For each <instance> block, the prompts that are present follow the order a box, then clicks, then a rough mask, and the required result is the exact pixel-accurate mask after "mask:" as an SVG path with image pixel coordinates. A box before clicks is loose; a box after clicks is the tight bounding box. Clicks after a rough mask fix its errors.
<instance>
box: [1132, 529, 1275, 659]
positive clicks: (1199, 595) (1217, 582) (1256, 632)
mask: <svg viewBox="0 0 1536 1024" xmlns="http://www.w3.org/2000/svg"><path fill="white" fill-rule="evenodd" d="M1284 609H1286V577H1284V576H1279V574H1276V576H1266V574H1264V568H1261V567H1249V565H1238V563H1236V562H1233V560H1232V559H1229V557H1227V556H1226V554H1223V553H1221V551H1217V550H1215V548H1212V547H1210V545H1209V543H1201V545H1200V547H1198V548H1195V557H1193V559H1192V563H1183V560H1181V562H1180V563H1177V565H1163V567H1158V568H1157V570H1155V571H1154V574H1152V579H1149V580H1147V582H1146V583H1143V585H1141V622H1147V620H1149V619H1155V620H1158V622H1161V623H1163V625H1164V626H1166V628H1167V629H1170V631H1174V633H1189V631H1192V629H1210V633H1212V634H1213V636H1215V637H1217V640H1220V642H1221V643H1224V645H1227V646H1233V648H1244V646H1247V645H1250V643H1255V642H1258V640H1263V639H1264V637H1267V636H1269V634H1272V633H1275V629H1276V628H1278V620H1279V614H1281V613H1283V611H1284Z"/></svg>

━━━━━━

Aim of the task
Transcribe all of the records above without altering anything.

Finished task
For each <instance> block, the prompts that are present follow the order a box, then clicks, then a rough mask, and the required result is the exact pixel-accurate mask after "mask:" as an SVG path with image pixel coordinates. A box before clicks is loose; a box after clicks is the tight bounding box. Clicks after a rough mask fix its errors.
<instance>
box: [1132, 529, 1275, 659]
positive clicks: (1199, 595) (1217, 582) (1256, 632)
mask: <svg viewBox="0 0 1536 1024" xmlns="http://www.w3.org/2000/svg"><path fill="white" fill-rule="evenodd" d="M1284 609H1286V577H1284V576H1279V574H1276V576H1266V574H1264V568H1261V567H1249V565H1238V563H1236V562H1233V560H1232V559H1229V557H1227V556H1226V554H1223V553H1221V551H1217V550H1215V548H1212V547H1210V545H1209V543H1201V545H1200V547H1198V548H1195V557H1193V559H1192V563H1183V560H1181V562H1180V563H1177V565H1163V567H1158V568H1157V570H1155V571H1154V574H1152V579H1149V580H1147V582H1146V583H1143V585H1141V622H1147V620H1149V619H1155V620H1158V622H1161V623H1163V625H1164V626H1166V628H1167V629H1170V631H1174V633H1189V631H1192V629H1210V633H1212V634H1213V636H1215V637H1217V640H1220V642H1221V643H1224V645H1227V646H1233V648H1244V646H1247V645H1250V643H1255V642H1258V640H1263V639H1264V637H1267V636H1269V634H1272V633H1275V629H1276V628H1278V620H1279V614H1281V613H1283V611H1284Z"/></svg>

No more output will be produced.